Content starts

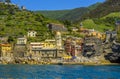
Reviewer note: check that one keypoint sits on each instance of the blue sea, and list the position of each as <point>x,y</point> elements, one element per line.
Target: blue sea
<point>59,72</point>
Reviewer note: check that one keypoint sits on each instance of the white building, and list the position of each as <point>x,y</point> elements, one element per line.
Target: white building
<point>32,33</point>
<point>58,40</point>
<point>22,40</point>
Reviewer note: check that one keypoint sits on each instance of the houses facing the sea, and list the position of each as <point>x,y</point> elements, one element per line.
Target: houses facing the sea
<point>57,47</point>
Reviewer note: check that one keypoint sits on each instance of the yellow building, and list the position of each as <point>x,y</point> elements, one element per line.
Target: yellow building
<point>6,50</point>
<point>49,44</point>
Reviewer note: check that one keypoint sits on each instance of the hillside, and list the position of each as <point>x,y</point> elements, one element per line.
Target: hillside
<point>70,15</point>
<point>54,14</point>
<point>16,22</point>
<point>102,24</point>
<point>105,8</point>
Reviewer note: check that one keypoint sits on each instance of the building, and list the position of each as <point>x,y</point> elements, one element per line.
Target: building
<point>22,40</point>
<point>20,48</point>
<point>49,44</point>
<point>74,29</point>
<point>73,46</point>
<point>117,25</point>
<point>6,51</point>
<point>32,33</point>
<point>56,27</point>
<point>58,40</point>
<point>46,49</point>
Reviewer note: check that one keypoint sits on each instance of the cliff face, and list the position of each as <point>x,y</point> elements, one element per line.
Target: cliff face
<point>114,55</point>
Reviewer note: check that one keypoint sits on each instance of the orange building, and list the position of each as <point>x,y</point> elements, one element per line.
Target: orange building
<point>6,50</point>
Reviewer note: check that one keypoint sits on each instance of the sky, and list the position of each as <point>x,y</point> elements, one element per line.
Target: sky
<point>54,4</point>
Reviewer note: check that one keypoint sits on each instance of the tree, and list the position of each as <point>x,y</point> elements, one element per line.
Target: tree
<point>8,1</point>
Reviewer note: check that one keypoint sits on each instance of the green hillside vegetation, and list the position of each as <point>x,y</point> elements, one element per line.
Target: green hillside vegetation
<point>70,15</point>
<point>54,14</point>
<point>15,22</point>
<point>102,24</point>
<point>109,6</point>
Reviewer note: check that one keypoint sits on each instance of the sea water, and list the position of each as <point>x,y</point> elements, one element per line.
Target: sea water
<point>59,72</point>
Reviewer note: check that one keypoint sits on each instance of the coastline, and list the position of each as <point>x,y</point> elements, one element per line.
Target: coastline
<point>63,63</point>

Content ends
Content starts

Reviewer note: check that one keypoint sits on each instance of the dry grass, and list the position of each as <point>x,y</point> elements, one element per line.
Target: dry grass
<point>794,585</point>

Content ends

**Goal of the exercise:** Once you reach the line with "Target: yellow building" in the data above, copy it and every line after it exactly, up to and including the line with "the building, and".

**Result of this exercise:**
Target: yellow building
<point>6,50</point>
<point>49,44</point>
Reviewer note: check that one keypoint sits on each instance of the hillside, and list the position of each as <point>x,y</point> elements, one element per line.
Target: hillside
<point>70,15</point>
<point>54,14</point>
<point>16,22</point>
<point>102,24</point>
<point>105,8</point>
Reviewer note: check that one keypoint sits on each instance of the building, and list the position of each as <point>x,y</point> elements, one element per line.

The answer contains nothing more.